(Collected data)
+++++

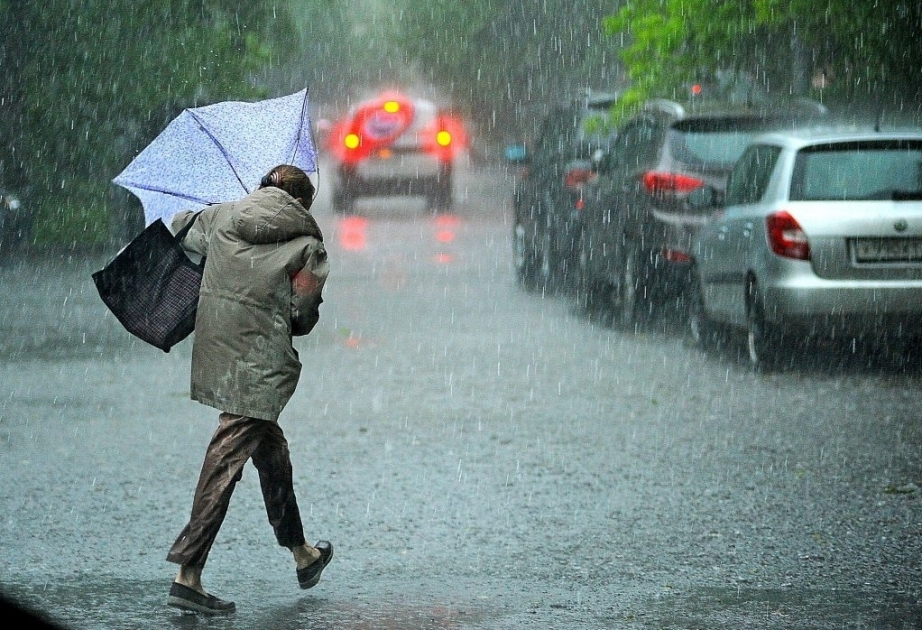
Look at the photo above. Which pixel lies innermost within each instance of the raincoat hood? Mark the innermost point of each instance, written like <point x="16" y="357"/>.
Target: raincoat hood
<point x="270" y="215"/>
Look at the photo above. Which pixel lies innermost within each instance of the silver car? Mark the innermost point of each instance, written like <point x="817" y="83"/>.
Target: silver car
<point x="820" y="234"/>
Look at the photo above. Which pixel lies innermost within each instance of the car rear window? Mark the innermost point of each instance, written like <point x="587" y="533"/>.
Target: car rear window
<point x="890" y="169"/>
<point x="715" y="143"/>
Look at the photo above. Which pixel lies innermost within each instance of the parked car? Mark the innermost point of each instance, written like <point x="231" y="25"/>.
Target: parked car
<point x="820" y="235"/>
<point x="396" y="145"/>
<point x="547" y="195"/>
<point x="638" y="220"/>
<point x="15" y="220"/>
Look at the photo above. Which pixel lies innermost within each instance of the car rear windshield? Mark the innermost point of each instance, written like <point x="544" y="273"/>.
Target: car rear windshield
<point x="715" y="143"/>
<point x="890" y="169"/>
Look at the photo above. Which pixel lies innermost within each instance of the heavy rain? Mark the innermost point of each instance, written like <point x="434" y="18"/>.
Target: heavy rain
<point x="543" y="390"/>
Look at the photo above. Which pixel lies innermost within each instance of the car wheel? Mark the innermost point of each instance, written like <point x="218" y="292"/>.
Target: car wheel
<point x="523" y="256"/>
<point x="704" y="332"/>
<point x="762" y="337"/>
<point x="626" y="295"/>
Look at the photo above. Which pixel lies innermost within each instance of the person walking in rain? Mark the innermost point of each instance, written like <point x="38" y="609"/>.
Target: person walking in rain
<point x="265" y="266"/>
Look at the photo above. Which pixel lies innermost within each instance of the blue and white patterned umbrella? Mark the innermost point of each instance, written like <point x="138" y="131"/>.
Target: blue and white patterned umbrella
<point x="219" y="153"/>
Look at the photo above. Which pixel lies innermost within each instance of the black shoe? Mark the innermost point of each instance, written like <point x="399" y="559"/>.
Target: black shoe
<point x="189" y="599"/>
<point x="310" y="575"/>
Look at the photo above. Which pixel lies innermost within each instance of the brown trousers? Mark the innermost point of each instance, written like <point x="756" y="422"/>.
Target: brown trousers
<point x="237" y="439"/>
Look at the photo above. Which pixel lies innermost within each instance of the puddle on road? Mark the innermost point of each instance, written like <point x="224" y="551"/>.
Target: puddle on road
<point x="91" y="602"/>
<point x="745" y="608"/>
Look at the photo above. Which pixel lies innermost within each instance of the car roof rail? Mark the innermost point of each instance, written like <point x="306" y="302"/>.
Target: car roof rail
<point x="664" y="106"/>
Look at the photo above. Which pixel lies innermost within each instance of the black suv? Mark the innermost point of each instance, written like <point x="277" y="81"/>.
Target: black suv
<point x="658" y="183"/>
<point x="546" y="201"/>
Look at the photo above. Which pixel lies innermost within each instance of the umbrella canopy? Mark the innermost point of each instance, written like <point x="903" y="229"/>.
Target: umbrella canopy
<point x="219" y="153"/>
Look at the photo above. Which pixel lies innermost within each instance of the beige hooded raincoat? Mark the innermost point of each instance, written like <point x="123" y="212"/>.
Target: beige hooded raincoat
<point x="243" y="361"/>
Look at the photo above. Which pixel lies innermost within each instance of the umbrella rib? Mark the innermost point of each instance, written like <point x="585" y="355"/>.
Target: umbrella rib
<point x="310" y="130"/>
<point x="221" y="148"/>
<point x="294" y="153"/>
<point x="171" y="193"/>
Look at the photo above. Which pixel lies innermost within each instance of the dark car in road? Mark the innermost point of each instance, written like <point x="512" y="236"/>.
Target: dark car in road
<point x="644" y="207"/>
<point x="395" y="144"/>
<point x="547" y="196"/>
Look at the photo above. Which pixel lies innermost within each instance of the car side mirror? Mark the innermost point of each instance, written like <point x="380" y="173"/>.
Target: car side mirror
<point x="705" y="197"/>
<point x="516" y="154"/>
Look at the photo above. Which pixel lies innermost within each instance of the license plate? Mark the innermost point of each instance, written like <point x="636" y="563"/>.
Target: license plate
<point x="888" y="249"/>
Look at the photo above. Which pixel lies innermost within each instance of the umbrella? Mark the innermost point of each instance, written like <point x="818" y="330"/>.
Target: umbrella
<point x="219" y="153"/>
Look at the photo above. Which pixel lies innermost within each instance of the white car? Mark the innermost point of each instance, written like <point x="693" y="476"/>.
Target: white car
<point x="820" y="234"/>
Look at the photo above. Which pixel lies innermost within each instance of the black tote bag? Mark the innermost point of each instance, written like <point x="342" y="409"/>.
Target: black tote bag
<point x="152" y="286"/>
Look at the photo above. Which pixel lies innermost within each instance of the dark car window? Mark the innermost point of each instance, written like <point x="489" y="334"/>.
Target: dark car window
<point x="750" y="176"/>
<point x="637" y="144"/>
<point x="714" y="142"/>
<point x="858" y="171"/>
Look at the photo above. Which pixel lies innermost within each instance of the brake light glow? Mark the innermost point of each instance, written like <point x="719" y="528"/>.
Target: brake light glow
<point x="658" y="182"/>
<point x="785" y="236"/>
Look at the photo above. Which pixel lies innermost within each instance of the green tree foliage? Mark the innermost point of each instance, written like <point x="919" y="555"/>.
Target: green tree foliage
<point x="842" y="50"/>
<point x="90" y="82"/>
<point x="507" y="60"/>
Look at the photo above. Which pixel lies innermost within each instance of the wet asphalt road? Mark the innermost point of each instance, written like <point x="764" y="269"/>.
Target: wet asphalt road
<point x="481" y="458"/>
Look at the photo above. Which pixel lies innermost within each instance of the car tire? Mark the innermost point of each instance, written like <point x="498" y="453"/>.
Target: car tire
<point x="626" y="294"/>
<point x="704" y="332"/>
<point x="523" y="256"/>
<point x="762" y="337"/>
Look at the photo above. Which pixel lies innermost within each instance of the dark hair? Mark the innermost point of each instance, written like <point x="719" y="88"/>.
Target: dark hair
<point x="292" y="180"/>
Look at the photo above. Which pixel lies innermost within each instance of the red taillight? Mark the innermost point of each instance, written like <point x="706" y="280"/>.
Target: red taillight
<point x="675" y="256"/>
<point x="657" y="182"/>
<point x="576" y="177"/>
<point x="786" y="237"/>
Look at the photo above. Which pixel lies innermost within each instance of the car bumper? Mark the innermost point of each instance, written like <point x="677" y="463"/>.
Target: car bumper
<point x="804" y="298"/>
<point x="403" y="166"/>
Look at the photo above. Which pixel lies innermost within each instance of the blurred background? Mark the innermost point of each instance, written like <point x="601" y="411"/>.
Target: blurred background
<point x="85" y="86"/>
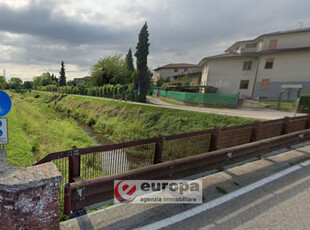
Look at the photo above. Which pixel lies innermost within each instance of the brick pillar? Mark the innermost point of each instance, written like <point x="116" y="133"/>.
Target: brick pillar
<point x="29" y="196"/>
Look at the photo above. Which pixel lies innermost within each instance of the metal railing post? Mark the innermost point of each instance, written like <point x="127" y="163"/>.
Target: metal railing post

+++++

● **Given problem**
Copy all of the records above word for word, leaving out the pictures.

● **Solution**
Look at the photo above. Which pixel lies innermost within each instance of the raincoat hood? Mark the innermost point of each instance, written like <point x="16" y="357"/>.
Target: raincoat hood
<point x="270" y="215"/>
Look at the photo above. Which pixel lies innermost within each instance of the silver car? Mark the innermost point of each instance, written like <point x="817" y="83"/>.
Target: silver car
<point x="820" y="234"/>
Look at the photo above. Which pixel lies innermost within each instance of the car rear window? Mark the innermost point of each instance, written like <point x="587" y="533"/>.
Target: car rear window
<point x="890" y="169"/>
<point x="715" y="143"/>
Look at the photo above. Which pixel lies innermost within each instance of the parked car? Mark the innermost point of each instance, written like <point x="231" y="25"/>.
Target: parked car
<point x="820" y="235"/>
<point x="396" y="145"/>
<point x="547" y="195"/>
<point x="638" y="220"/>
<point x="15" y="220"/>
Look at the photo above. Which pixel lies innermost within each instance of the car rear windshield? Mark the innermost point of each instance, written like <point x="544" y="273"/>.
Target: car rear windshield
<point x="715" y="143"/>
<point x="890" y="169"/>
Look at the photo above. Which pixel lies innermost within each instance of the heavy rain? Mark the innermost point of each instance, written like <point x="434" y="18"/>.
Target: heavy rain
<point x="543" y="390"/>
Look at the photo above. Which pixel lies innermost within each instance of the car wheel? Mark the innermost point of each instance, written like <point x="218" y="292"/>.
Target: car wheel
<point x="523" y="256"/>
<point x="704" y="332"/>
<point x="762" y="337"/>
<point x="626" y="295"/>
Look at the photo above. Which pixel lies innermost within each instance of the person walking in rain? Mark the innermost point of each instance, written like <point x="38" y="609"/>.
Target: person walking in rain
<point x="265" y="266"/>
Look at the photo above. Which pixel lies innermost within each instance of the blue and white patterned umbrella? Mark the innermost point of each instance, written like <point x="138" y="131"/>.
Target: blue and white patterned umbrella
<point x="219" y="153"/>
Look at the photo above. Which pixel lies innermost within each instance of the black shoe? Mark the innermost point of each instance, written like <point x="399" y="559"/>.
Target: black shoe
<point x="189" y="599"/>
<point x="310" y="575"/>
Look at the photo above. Which pixel lies innermost within each instance of the brown trousers? Mark the innermost point of each instance, written like <point x="756" y="422"/>.
Target: brown trousers
<point x="237" y="439"/>
Look at the photo above. Which pixel lies innermost within each instance of the puddle on road? Mark the innermost point of each instance, written like <point x="224" y="551"/>.
Target: puddle on road
<point x="91" y="602"/>
<point x="745" y="608"/>
Look at the photo above. Which pixel lies innermost within each instance of the car roof rail? Mark the innermost point of each instance, written like <point x="306" y="302"/>.
Target: car roof rail
<point x="664" y="106"/>
Look at the photo above. Which pixel lies innermost within each instance of the black suv? Mark the innermost point of each instance, written like <point x="277" y="81"/>.
Target: black suv
<point x="658" y="183"/>
<point x="546" y="201"/>
Look at the photo above. Which pixel lies innermost within each instance of the umbrella canopy? Mark the innermost point of each instance, written like <point x="903" y="229"/>.
Target: umbrella canopy
<point x="219" y="153"/>
Look at the photo above. Which pixel lies innermost within each instance of the beige hooded raincoat? Mark the innermost point of each instance, written like <point x="123" y="212"/>.
Target: beige hooded raincoat
<point x="243" y="361"/>
Look at the photo above. Which pixel lies innermost within each instance of the umbrella rib? Mark the innermost point of each instance, written like <point x="585" y="355"/>.
Target: umbrella rib
<point x="310" y="130"/>
<point x="221" y="148"/>
<point x="294" y="153"/>
<point x="171" y="193"/>
Look at the photo above. Which pixel lies innermost within each instance of the dark car in road? Mark the innermost point of each instance, written like <point x="512" y="236"/>.
Target: dark car in road
<point x="644" y="207"/>
<point x="395" y="144"/>
<point x="547" y="196"/>
Look at the photo above. Which pixel lies innermost within each instance of the car side mirror? Mark the innermost point of each instance, written like <point x="380" y="173"/>.
Target: car side mirror
<point x="705" y="197"/>
<point x="516" y="154"/>
Look at the photo above. Which pixel lies innermost within each instance of the license plate? Mark the innermost point of each instance, written like <point x="636" y="563"/>.
Target: license plate
<point x="888" y="249"/>
Look at the photo above. Which pixel lies innermost within each instance of the umbrella? Mark the innermost point of each instance, written like <point x="818" y="330"/>.
Target: umbrella
<point x="219" y="153"/>
Look at the photo above. Which pixel lies innermost within each instance of the white car? Mark the innermost point of each instance, written like <point x="693" y="476"/>.
Target: white car
<point x="820" y="234"/>
Look at the photo above. Which pixel lies innermost within each instance of the black tote bag? Mark the innermost point of each instance, written like <point x="342" y="409"/>.
Target: black tote bag
<point x="152" y="286"/>
Look at the photo above. Which pixel lies innermost within each instance of the dark car window? Mark the innermost point of each instance, written like <point x="489" y="334"/>.
Target: dark car window
<point x="750" y="176"/>
<point x="637" y="144"/>
<point x="714" y="142"/>
<point x="858" y="171"/>
Look at the photo above. Which pixel lies innermost within each instance of the brake light glow? Mark the innermost point of each instance, written like <point x="719" y="528"/>.
Target: brake light glow
<point x="658" y="182"/>
<point x="785" y="236"/>
Look at the photo above. Which pixel lies innermost within each instance of the green tree foliage? Mark the innermost point of each instance, written like <point x="919" y="555"/>.
Target: green tree foliage
<point x="842" y="50"/>
<point x="90" y="82"/>
<point x="507" y="60"/>
Look at the photo above. Which pixel lies innermost within each instance of the wet asphalt road? Mark the innermost point of each instance, written like <point x="764" y="269"/>.
Target: wet asphalt road
<point x="481" y="458"/>
Look at the photo above. Which pixel lies innermost within each instance of the car tire? Mark the innermost point of each instance, written like <point x="498" y="453"/>.
Target: car tire
<point x="626" y="294"/>
<point x="704" y="332"/>
<point x="523" y="256"/>
<point x="762" y="337"/>
Look at the photo above. Which pixel lies innermost within each instance of the dark hair? Mark the innermost point of each instance, written like <point x="719" y="88"/>.
Target: dark hair
<point x="292" y="180"/>
Look at the photo above. Which pixel lies innermost within each instance of the red taillight? Mark the innermost point of each instance, written like <point x="706" y="280"/>.
Target: red taillight
<point x="675" y="256"/>
<point x="657" y="182"/>
<point x="576" y="177"/>
<point x="786" y="237"/>
Look at the photo above. Which pixel lies innermost within each instance of the car bumper? Mark the innermost point of each instance, written like <point x="677" y="463"/>.
Target: car bumper
<point x="804" y="298"/>
<point x="403" y="166"/>
Look at the photo above. Which pixel lies innermost within each instance of the blurred background? Mark the innermost point of each instance, written like <point x="601" y="411"/>.
Target: blurred background
<point x="85" y="86"/>
Look at the photo above. Which pixel lies innermost within each instance of the brick pillar? Mark the innermost point of each instance, written like <point x="116" y="133"/>.
Target: brick pillar
<point x="29" y="196"/>
Look at the photo above. Which pixel lies innermost within each instance of the metal railing post? Mark the innermost point of each instance, written like <point x="127" y="163"/>.
Target: metal railing post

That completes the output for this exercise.